Stated goal. Copy the lines below word for word, keeping every entry as it appears.

(Dataset entries)
------
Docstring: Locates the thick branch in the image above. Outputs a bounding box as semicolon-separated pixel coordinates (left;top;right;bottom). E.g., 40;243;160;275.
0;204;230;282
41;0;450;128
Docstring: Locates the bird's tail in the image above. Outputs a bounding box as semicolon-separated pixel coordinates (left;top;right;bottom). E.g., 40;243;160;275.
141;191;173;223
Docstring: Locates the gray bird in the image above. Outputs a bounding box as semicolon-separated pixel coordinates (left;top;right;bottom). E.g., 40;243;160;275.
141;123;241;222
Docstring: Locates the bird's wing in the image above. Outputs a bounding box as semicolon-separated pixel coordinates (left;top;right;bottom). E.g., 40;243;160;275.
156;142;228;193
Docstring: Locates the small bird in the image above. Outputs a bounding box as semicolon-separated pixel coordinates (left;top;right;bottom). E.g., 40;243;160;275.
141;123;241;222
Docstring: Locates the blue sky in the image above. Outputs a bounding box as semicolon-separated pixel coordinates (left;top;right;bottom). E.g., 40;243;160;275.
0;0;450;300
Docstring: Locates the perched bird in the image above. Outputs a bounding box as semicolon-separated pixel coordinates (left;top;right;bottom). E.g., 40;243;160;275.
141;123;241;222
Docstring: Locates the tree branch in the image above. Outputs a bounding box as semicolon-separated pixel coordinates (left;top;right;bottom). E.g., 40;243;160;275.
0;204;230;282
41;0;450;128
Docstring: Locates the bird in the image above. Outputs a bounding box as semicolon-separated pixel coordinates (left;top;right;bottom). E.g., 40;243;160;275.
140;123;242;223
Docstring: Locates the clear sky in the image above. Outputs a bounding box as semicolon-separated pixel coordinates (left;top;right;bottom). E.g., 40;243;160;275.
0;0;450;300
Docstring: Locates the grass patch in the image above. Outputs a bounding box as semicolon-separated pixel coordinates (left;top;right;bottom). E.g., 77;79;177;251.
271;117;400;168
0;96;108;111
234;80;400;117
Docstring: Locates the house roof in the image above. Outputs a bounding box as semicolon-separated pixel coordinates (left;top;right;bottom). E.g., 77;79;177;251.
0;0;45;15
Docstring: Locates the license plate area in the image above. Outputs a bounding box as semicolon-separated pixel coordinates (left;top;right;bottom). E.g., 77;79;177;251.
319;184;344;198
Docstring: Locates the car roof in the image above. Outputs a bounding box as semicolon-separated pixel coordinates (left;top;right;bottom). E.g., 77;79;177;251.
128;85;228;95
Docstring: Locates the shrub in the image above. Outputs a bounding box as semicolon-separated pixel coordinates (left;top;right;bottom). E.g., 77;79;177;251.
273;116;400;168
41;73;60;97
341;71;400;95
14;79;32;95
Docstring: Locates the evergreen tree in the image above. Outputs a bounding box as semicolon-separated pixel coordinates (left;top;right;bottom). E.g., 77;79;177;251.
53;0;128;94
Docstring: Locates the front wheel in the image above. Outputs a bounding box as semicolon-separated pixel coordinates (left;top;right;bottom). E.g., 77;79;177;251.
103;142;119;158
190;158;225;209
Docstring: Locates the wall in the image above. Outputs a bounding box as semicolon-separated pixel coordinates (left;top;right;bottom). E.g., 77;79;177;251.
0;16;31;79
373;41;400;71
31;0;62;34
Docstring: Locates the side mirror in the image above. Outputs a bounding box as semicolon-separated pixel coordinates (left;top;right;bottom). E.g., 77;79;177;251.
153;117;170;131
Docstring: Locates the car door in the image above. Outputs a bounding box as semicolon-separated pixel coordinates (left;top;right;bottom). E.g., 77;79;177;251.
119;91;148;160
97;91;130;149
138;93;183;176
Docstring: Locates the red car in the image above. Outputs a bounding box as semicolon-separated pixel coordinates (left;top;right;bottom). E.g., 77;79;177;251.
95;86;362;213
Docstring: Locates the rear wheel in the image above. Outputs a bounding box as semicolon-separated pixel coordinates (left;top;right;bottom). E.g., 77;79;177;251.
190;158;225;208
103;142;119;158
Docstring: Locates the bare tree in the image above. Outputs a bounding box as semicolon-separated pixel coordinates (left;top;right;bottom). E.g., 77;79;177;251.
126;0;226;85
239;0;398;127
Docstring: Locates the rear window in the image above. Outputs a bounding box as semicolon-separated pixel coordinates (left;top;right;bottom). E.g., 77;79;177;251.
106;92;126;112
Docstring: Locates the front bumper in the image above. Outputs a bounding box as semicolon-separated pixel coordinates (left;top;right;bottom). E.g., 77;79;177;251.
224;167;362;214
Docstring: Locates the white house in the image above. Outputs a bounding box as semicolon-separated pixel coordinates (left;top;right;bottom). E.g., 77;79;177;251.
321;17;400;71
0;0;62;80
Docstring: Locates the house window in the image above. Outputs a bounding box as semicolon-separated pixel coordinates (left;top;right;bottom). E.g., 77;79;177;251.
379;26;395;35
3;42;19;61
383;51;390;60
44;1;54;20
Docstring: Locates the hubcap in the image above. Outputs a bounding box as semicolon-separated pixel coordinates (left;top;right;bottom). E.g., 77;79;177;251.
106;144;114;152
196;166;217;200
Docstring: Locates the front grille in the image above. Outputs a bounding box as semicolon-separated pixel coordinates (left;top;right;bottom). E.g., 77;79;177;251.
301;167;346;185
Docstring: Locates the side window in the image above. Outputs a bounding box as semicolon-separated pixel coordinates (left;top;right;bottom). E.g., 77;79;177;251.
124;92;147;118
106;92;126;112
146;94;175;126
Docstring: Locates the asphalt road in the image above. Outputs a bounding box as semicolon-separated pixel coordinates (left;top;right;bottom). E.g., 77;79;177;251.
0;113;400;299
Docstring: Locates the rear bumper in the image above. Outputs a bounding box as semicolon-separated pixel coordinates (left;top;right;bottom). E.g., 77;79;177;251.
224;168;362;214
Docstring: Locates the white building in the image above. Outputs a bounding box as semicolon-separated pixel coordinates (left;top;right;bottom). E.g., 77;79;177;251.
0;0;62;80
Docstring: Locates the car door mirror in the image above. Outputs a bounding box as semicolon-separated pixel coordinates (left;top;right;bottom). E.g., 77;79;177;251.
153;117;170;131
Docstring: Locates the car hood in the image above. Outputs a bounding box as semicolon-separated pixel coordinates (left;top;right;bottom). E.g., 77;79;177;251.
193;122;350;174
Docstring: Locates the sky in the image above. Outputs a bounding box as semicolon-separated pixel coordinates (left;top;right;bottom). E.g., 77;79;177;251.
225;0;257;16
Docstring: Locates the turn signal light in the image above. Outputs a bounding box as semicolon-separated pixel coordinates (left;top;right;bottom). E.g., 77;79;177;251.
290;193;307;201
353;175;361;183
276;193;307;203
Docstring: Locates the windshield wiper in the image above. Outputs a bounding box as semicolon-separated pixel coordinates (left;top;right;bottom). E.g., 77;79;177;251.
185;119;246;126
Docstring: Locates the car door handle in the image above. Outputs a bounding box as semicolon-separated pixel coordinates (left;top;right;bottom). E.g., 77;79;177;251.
------
Output of the exercise.
Docstring: Locates the thick branch in the image above. Outputs a bounding box as semicolon-separated pixel coordinates (left;top;right;bottom). E.g., 40;243;160;275.
0;204;230;282
41;0;450;128
Docstring: Locates the bird's tail in the image above. Outputs a bounding box as semicolon-separated pixel coordinates (left;top;right;bottom). E.g., 40;243;160;275.
141;191;173;223
Docstring: Locates the gray bird in the image above. Outputs a bounding box as semicolon-separated pixel coordinates (left;top;right;bottom). E.g., 40;243;160;275.
141;123;241;222
Docstring: Locates the bird's wing in the image above. Outputs a bounding box as semicolon-separated pixel coordinates (left;top;right;bottom). E.g., 40;243;160;275.
156;142;228;193
Docstring: Locates the small bird in the image above. Outputs a bounding box as semicolon-separated pixel coordinates (left;top;right;bottom). E.g., 40;243;160;275.
141;123;241;222
Docstring: Locates the blue sky in the image above. Outputs a bounding box as semicolon-separated pixel coordinates (left;top;right;bottom). E.g., 40;243;160;275.
0;0;450;300
Docstring: Locates the perched bird in the image above. Outputs a bounding box as semicolon-separated pixel coordinates (left;top;right;bottom). E.g., 40;243;160;275.
141;123;241;222
Docstring: Locates the tree branch in the image above. Outputs a bounding box as semicolon-separated pixel coordinates (left;top;right;bottom). E.g., 40;243;160;275.
0;204;230;282
41;0;450;128
Docstring: Locates the bird in the image above. Outputs a bounding box as semicolon-separated pixel coordinates (left;top;right;bottom). E.g., 40;243;160;275.
140;123;242;223
Docstring: Locates the clear sky in the image above. Outputs a bounding box as semicolon-separated pixel coordinates (left;top;right;bottom). E.g., 40;243;160;275.
0;0;450;300
Docstring: Locates the grass patch in the image above. Outputs a bounding box as semicolon-separated pixel coordinates (left;top;right;bottom). E.g., 77;79;177;251.
271;117;400;168
0;96;108;111
234;80;400;117
Docstring: Locates the house roof in the image above. Outputs a bounding box as semicolon-separated pixel coordinates (left;top;right;bottom). E.g., 77;79;177;251.
0;0;45;15
Docstring: Locates the license plate area in the image above. Outputs a bounding box as semicolon-separated pixel coordinates (left;top;right;bottom). E.g., 77;79;177;251.
319;184;344;198
Docstring: Locates the car roof in the image above. Outputs a bounding box as semicolon-separated pixel coordinates (left;top;right;bottom). E.g., 77;79;177;251.
128;85;228;95
Docstring: Locates the shrub in the image above. Outputs a bounding box as semicolon-separated pixel coordinates (left;top;right;bottom). E.g., 77;79;177;251.
273;116;400;168
41;73;60;97
341;71;400;95
14;79;32;95
Docstring: Locates the evergreen tree in the image above. Outputs a bounding box as semicolon-separated pixel coordinates (left;top;right;bottom). E.g., 77;79;177;251.
53;0;128;94
Docstring: Locates the front wheel in the image above. Outputs a bounding box as semicolon-separated pixel coordinates (left;top;right;bottom). E.g., 77;79;177;251.
103;142;119;158
190;158;225;209
Docstring: Locates the wall in the image above. Outputs a bounding box as semicolon-separated pixel coordinates (left;top;right;bottom). E.g., 77;79;177;251.
0;16;31;79
373;41;400;71
31;0;62;34
Docstring: Locates the side mirror in the image above. Outputs a bounding box as semicolon-separated pixel coordinates (left;top;right;bottom). E.g., 77;79;177;251.
153;117;170;131
Docstring: Locates the car door in the image above. Outputs a bounding box as semicolon-separated pixel coordinates (left;top;right;bottom). E.g., 77;79;177;251.
119;91;148;160
97;91;130;149
138;93;183;176
Docstring: Locates the red car in the image above. Outputs a bounding box as semicolon-separated pixel coordinates (left;top;right;bottom). E.g., 77;79;177;251.
95;86;362;213
Docstring: Locates the rear wheel in the image above. Outputs a bounding box as semicolon-separated pixel coordinates (left;top;right;bottom). E.g., 77;79;177;251.
190;158;225;208
103;142;119;158
Docstring: Locates the bare tree in the image above. Outputs a bounding box as semicolon-separated pixel coordinates (left;top;right;bottom). E.g., 77;79;177;251.
126;0;226;85
239;0;398;127
Docstring: Locates the rear window in the image above. Outputs a bounding box as semicolon-separated pixel coordinates (left;top;right;bottom). E.g., 77;79;177;251.
106;92;126;112
Docstring: Locates the front bumper in the image above. Outputs a bounding box as semicolon-separated pixel coordinates (left;top;right;bottom). E.g., 77;79;177;251.
224;167;362;214
Docstring: Locates the white house in the image above. Outputs a bounding box as semicolon-separated pixel coordinates (left;top;right;bottom). E.g., 77;79;177;251.
321;17;400;71
0;0;62;80
Docstring: Locates the house window in the image above. Outputs a bounding box as semicolon-separated pixel coordinates (left;top;right;bottom). E.g., 77;79;177;251.
379;26;395;35
3;42;19;61
383;51;390;60
44;1;54;20
Docstring: Locates the hubcap in the image above. Outputs a bounding box as semicolon-separated pixel coordinates (left;top;right;bottom). E.g., 77;79;177;251.
106;144;114;152
196;166;217;200
Docstring: Locates the front grille in the image above. Outputs a bounding box as semicolon-separated pixel coordinates (left;top;right;bottom). E.g., 77;79;177;251.
301;167;346;185
Docstring: Locates the side window in the image above. Outputs a bounding box as semicolon-separated pixel coordinates (left;top;right;bottom). E.g., 77;79;177;251.
124;92;147;118
106;92;126;112
146;94;175;126
Docstring: Locates the asphalt road in the image above. Outputs a bounding box as semicolon-separated pixel coordinates (left;top;right;bottom). E.g., 77;79;177;251.
0;113;400;299
Docstring: Locates the rear bumper in the image above. Outputs a bounding box as semicolon-separated pixel coordinates (left;top;right;bottom). E.g., 77;79;177;251.
224;168;362;214
Docstring: Locates the white building in the image above. Outputs a bounding box as semicolon-separated pixel coordinates (left;top;right;bottom). E.g., 77;79;177;251.
0;0;62;80
Docstring: Locates the car door mirror in the image above. Outputs a bounding box as semicolon-separated pixel coordinates (left;top;right;bottom). E.g., 77;79;177;251.
153;117;170;131
Docstring: Locates the car hood in the image above. Outputs a bounding box as semicolon-separated pixel coordinates (left;top;right;bottom). E.g., 77;79;177;251.
193;122;350;174
Docstring: Locates the sky in the image above. Outputs a bounding box as semicolon-separated pixel coordinates (left;top;right;bottom). E.g., 77;79;177;251.
225;0;257;16
Docstring: Locates the turn signal light in the image above. Outputs a bounding box as semicolon-separated pixel coordinates (left;top;right;bottom). E.g., 77;79;177;251.
290;193;307;201
353;175;361;183
276;193;307;203
Docstring: Locates the windshield wiper in the image above. Outputs a bounding box as semicolon-separated pixel coordinates (left;top;right;bottom). E.g., 77;79;177;251.
185;119;246;126
Docstring: Locates the car door handle in the image above. Outputs a bounding box as semicolon-separated pixel coordinates (left;top;right;bottom). E.g., 77;79;177;251.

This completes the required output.